Brief A —
Answer these questions about the letter on anti-parasitic veterinary medicines:
(i) On what date did the editorial the letter responds to appear?
(ii) In what year did the HPRA expert taskforce reach its conclusion?
(iii) Which regulation carried forward the criteria for derogation from veterinary prescription?
Brief B — Reproduce the passage of the letter on anti-parasitic veterinary medicines from "Firstly, the introduction" up to and including "only medicines (POM).".
Brief C — Please continue the letter on anti-parasitic veterinary medicines from its final sentence onward.

Study text —
[Start of Attachment]
DEAR SIR: In your editorial of 6 March, you deal with the matter of anti-parasitic veterinary medicines in animal production.
While the article serves to contribute to the conversation around the use of anti-parasitic medicines, the development of resistance and supply channels, unfortunately the article contains a number of inaccuracies.
Firstly, the introduction of new veterinary medicines regulations which will be brought into effect next January is not the reason for, nor the cause of the change in designation of anti-parasitic medicines as prescription only medicines (POM).
This is a critical point that some commentators overlook or fail to recognise.
The change in designation arises from a Health Product Regulatory Authority (HPRA) expert taskforce in 2019 concluding that the available scientific evidence shows that anti-parasitic veterinary medicines that are intended for use in food-producing species do not comply with the criteria for derogation from veterinary prescription specified in existing EU law and carried forward in Regulation 2019/6.
The report is freely available on the HPRA website and was subject to extensive stakeholder consultation. The scientific evidence that resistance is present in food-producing animals is compelling and stark.
The HPRA is the independent, competent authority for the authorisation of veterinary medicines in Ireland.
[End of Attachment]
Supplied entries —
[Start of Attachment]
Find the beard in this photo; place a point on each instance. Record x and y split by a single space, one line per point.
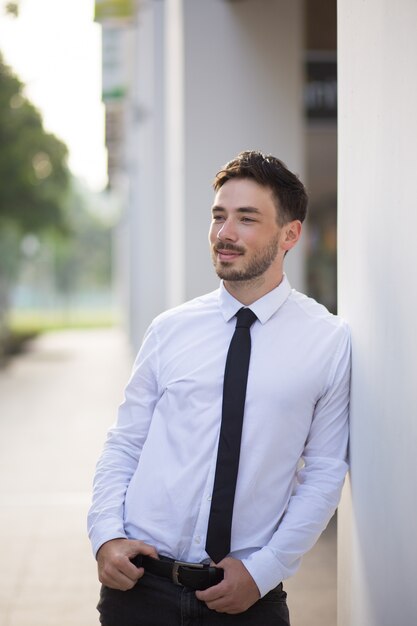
255 266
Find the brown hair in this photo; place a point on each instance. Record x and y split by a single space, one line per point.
288 191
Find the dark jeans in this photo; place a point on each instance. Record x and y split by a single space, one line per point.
156 601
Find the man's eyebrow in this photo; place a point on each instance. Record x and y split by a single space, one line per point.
243 209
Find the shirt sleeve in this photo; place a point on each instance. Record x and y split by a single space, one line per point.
120 456
319 481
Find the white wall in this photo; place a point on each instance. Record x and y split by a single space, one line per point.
378 296
146 214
[End of Attachment]
Response area A —
(i) 6 March
(ii) 2019
(iii) Regulation 2019/6

Response area B —
Firstly, the introduction of new veterinary medicines regulations which will be brought into effect next January is not the reason for, nor the cause of the change in designation of anti-parasitic medicines as prescription only medicines (POM).

Response area C —
The new regulations to be introduced next January are simply coincidental in that they provide an opportunity to provide legal clarity regarding the derogation – this could equally be done immediately under existing regulations.
The new regulations, however, are critical in other areas relating to veterinary medicines in as much they focus on important issues such as targeted antibiotic usage, recording of usage, record keeping, etc.
These continue to be subject to extensive stakeholder consultation.
Secondly, the article asserts on two occasions that the removal of the derogation is “blaming farmers” for the development of resistance. From the Department’s perspective, I can categorically state that nothing could be further from the truth. The fact is that farmers and their animals are the ones that immediately lose out when resistance develops.
The policy objective of the Department is to put in place a regulatory system that best supports farmers in optimising herd health. This is supported by prudent and appropriate use of veterinary medicines, whenever they are necessary and how they are used.
In this regard, the Department has been engaging with all stakeholders through an Anti-parasitic Resistance Stakeholder Group. The group has a comprehensive work programme containing over 30 actions that aim to assist farmers, retailers, farm advisers, pharmacists and veterinarians in how we can manage parasite control as effectively as possible. Some actions will continue in the longer-term, while others are more focused and short-term, designed to assist the Department in strategic policy decisions.
Over the past number of months, while advancing these actions, the Department officials have been listening to the views and concerns of all these stakeholders and it is through engagement in this forum the Department will shortly conclude on certain strategic policy matters.